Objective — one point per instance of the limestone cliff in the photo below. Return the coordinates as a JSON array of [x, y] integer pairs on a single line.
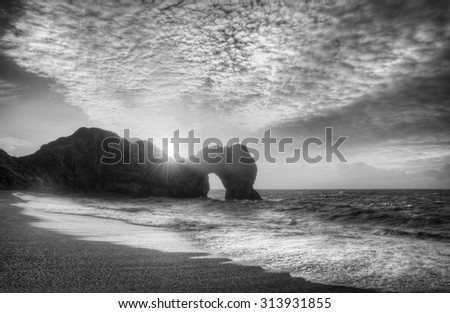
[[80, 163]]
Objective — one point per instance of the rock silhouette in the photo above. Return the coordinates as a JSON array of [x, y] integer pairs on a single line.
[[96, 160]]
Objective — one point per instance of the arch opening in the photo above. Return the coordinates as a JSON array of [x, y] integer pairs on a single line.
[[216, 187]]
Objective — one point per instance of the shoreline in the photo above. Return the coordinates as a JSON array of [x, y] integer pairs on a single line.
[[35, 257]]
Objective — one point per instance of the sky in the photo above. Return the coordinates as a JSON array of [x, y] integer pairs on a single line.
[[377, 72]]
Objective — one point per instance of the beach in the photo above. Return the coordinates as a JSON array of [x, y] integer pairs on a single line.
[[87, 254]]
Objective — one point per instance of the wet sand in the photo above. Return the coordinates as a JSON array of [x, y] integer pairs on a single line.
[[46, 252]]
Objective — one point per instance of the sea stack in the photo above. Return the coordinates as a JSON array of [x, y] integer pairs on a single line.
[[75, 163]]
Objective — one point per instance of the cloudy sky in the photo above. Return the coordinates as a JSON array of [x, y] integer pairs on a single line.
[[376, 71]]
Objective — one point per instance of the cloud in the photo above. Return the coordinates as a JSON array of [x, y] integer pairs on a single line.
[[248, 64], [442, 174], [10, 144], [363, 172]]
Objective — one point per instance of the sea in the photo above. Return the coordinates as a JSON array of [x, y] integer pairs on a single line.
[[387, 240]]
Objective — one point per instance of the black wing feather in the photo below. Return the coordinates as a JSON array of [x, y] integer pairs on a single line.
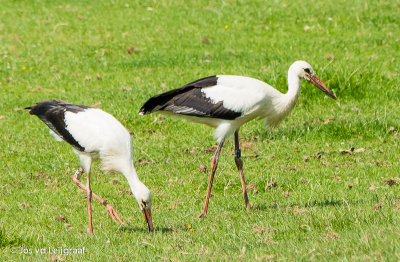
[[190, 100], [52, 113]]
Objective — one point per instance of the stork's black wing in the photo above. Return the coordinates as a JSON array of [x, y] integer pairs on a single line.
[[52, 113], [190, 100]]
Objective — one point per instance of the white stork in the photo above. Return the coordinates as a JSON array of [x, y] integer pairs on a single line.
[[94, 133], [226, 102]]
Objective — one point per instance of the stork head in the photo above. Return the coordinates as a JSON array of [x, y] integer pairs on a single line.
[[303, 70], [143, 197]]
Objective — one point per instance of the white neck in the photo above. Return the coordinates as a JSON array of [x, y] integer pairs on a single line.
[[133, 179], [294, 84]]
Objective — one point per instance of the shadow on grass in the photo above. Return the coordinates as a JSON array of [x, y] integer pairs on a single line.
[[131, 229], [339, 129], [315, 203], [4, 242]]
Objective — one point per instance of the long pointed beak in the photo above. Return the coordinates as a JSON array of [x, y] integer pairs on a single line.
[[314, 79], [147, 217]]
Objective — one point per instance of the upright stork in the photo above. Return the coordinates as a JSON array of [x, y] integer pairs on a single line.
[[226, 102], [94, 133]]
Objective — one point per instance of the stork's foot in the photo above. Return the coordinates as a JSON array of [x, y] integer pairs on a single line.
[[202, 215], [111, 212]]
--*--
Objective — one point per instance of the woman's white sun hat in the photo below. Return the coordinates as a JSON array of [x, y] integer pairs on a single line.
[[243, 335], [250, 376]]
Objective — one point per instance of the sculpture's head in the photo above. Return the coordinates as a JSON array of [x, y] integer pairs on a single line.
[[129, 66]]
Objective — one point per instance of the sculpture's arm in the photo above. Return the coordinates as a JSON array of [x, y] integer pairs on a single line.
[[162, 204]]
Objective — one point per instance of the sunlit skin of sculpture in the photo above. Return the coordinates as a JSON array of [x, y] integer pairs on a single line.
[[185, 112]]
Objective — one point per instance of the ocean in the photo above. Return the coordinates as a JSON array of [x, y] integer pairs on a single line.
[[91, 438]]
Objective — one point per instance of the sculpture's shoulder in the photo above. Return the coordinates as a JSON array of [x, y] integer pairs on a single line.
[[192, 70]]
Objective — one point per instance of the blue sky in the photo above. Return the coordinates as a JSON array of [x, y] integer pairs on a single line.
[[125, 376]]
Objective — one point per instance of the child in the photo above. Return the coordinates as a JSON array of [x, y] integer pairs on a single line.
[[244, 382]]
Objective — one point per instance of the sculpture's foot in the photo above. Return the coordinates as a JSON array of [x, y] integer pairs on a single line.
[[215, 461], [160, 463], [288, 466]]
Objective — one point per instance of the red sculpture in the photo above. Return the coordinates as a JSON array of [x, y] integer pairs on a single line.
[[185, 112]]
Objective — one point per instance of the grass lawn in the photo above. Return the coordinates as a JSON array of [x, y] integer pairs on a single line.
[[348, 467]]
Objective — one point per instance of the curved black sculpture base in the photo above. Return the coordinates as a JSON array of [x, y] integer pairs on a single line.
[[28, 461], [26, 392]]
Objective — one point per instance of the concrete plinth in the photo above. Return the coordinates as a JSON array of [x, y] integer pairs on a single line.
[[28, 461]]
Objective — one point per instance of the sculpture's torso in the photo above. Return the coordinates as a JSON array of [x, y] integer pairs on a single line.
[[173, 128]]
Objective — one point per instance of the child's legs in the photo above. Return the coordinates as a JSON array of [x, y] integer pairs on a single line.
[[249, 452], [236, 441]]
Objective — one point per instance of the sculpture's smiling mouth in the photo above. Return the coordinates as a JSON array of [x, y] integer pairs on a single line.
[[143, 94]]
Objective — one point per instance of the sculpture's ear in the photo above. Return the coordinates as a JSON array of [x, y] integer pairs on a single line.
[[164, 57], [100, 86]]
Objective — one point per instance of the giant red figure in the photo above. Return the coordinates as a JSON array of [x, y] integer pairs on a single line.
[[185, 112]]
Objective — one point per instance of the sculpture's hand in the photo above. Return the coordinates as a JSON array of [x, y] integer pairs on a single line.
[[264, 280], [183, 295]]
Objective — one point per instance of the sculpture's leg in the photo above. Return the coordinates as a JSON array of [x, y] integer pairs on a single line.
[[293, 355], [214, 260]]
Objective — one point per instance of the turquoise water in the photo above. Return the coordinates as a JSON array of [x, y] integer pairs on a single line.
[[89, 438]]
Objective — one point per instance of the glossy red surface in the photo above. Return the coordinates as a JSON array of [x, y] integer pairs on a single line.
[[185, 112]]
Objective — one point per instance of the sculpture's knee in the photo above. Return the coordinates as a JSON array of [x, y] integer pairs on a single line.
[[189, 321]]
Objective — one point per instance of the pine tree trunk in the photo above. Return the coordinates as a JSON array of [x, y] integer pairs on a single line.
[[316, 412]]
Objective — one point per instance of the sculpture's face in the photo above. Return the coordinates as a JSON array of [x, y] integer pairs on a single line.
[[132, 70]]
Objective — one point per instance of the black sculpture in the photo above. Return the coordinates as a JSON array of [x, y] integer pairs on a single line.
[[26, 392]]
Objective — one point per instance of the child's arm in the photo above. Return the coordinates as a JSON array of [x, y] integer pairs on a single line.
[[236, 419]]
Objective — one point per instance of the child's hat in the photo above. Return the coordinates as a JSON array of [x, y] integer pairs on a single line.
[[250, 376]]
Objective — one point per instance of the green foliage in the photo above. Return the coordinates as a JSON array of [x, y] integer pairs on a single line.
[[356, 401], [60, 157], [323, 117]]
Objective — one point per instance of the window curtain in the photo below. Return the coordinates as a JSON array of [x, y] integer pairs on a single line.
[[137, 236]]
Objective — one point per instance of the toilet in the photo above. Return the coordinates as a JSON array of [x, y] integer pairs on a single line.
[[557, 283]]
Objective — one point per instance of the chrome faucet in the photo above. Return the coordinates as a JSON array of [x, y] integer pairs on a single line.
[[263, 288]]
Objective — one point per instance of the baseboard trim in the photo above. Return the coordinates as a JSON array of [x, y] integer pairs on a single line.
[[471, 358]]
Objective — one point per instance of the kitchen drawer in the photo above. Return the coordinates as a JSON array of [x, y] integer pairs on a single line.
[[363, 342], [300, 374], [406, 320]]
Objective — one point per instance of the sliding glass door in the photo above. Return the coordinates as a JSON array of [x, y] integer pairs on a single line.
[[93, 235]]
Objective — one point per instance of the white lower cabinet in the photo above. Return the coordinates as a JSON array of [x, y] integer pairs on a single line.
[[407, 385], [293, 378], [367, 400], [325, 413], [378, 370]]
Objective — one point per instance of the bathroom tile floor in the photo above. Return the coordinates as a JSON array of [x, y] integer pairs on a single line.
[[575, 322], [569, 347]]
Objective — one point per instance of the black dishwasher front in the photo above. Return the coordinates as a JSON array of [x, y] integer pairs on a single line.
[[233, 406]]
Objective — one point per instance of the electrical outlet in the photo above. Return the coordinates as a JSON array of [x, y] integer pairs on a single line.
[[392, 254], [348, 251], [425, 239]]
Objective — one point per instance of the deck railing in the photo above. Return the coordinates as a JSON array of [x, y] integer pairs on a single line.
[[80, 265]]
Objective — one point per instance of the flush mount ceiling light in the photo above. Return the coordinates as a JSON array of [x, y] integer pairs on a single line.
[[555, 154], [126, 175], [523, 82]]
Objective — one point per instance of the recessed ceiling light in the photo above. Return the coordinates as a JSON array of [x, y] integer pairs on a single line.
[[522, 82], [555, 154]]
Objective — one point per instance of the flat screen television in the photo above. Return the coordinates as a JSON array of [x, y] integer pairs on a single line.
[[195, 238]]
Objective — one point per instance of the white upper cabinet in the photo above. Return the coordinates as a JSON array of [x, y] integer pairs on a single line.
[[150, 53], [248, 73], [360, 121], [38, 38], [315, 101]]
--*--
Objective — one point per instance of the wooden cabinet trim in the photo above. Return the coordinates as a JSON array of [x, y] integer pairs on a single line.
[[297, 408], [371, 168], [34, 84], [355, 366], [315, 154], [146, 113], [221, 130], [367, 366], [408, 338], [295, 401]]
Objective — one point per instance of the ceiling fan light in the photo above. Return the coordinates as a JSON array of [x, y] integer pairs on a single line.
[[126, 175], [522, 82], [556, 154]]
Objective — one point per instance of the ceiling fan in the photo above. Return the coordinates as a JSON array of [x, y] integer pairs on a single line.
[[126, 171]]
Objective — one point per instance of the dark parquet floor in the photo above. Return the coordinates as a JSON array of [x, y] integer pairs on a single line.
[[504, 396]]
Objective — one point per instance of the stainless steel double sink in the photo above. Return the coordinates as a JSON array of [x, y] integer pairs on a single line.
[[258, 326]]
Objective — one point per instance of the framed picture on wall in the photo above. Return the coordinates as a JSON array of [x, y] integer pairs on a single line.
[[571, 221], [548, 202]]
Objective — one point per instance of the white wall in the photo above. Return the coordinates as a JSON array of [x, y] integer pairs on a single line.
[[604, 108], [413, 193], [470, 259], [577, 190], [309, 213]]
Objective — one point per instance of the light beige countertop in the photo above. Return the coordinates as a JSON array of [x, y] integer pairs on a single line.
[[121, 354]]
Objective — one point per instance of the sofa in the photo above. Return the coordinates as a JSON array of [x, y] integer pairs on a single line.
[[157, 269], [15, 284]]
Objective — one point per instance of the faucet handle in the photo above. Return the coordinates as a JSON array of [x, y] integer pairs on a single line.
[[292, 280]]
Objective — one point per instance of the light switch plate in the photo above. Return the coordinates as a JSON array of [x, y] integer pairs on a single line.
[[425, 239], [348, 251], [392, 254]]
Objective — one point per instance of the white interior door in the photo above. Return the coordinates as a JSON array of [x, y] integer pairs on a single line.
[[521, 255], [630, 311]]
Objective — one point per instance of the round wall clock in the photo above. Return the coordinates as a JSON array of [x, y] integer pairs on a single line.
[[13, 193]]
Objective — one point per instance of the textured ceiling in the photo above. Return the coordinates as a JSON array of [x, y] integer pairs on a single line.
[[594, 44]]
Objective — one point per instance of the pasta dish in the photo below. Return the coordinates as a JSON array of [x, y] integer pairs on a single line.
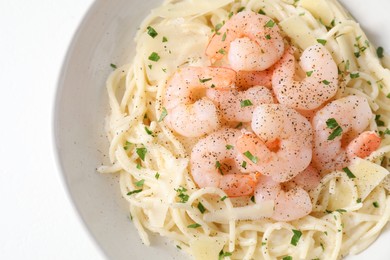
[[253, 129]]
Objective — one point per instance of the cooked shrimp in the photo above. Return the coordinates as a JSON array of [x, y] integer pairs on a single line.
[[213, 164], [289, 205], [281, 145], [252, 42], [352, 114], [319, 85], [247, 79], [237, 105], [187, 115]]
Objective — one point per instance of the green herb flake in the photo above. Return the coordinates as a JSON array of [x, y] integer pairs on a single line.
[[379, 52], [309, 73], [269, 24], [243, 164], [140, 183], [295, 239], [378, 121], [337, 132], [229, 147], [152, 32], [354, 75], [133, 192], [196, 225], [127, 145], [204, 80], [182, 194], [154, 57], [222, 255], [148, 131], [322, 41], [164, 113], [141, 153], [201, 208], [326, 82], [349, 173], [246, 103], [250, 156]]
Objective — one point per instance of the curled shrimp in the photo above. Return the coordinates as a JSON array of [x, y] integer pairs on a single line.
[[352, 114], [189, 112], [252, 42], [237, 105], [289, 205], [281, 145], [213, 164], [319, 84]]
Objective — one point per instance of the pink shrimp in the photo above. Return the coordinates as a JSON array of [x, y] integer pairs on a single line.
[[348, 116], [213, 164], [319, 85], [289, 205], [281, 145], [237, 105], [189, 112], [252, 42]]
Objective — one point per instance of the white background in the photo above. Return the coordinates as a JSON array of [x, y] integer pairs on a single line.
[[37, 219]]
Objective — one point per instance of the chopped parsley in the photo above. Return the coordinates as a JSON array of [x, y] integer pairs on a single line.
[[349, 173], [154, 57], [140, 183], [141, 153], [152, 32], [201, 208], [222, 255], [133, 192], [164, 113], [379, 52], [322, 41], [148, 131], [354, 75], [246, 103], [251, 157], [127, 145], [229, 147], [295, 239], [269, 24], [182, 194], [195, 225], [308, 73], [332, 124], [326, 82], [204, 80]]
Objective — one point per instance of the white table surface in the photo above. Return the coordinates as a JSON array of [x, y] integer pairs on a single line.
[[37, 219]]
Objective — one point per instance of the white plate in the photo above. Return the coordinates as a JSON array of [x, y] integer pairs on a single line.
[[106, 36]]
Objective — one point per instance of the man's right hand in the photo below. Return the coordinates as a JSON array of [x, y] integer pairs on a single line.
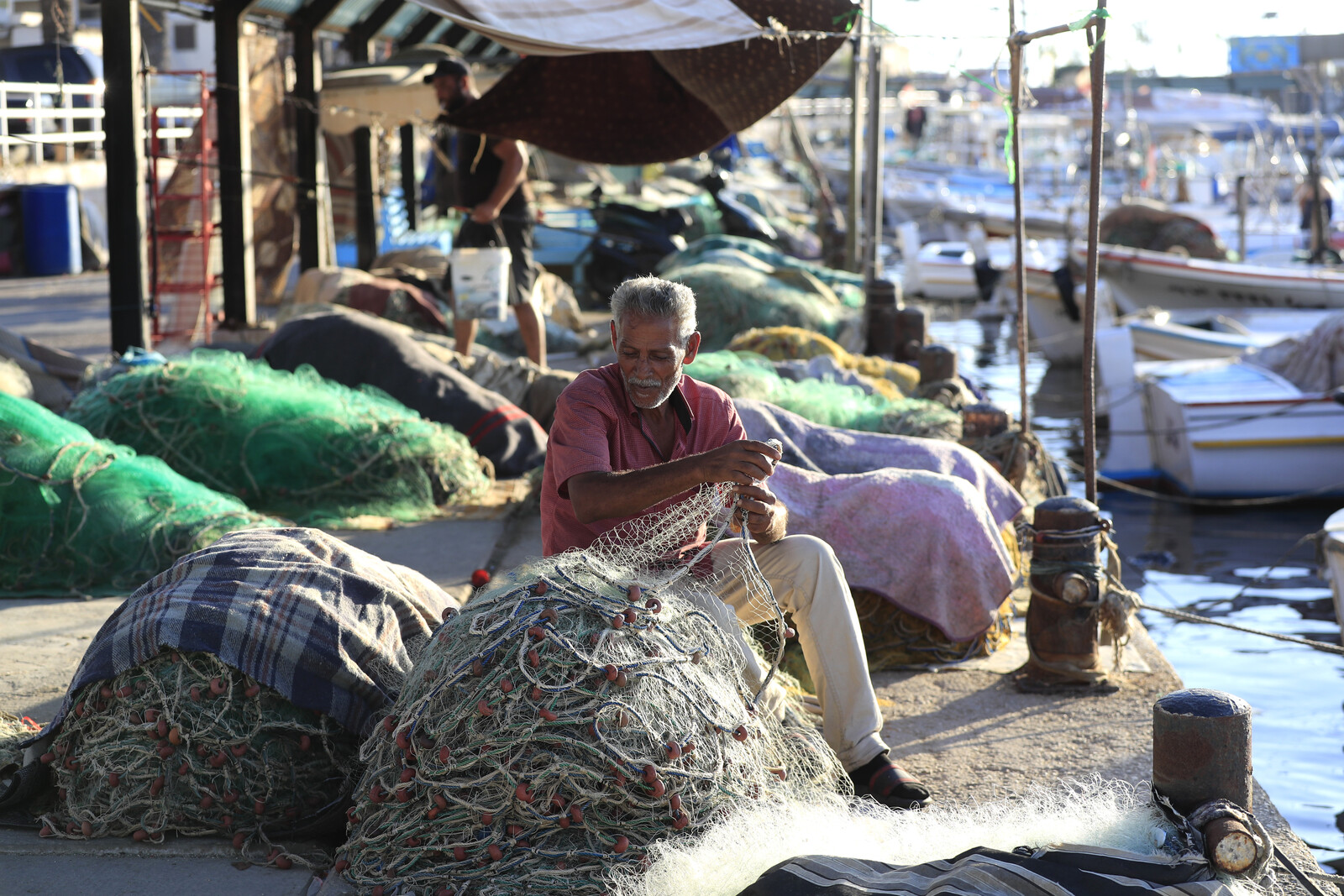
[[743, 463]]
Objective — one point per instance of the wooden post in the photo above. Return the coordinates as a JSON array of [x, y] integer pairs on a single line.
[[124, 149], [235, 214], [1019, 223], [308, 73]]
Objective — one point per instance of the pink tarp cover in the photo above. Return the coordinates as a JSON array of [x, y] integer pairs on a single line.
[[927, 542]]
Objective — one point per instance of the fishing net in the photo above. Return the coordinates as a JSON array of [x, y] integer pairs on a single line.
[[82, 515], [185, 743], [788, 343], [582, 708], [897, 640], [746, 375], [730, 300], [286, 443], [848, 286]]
--*--
-- Task to complete --
Rewrite the data starting at the line containing "Objective — one point per instance of the limestone" and ending at the line containing "[[80, 163]]", replacing "limestone cliff" with "sandstone cliff" and changing nothing else. Leave the pictures out of your answer.

-- Exercise response --
Objective — one point per instance of the sandstone cliff in the photo below. Return the coordinates as a JSON array of [x, y] integer pairs on a single line.
[[80, 163]]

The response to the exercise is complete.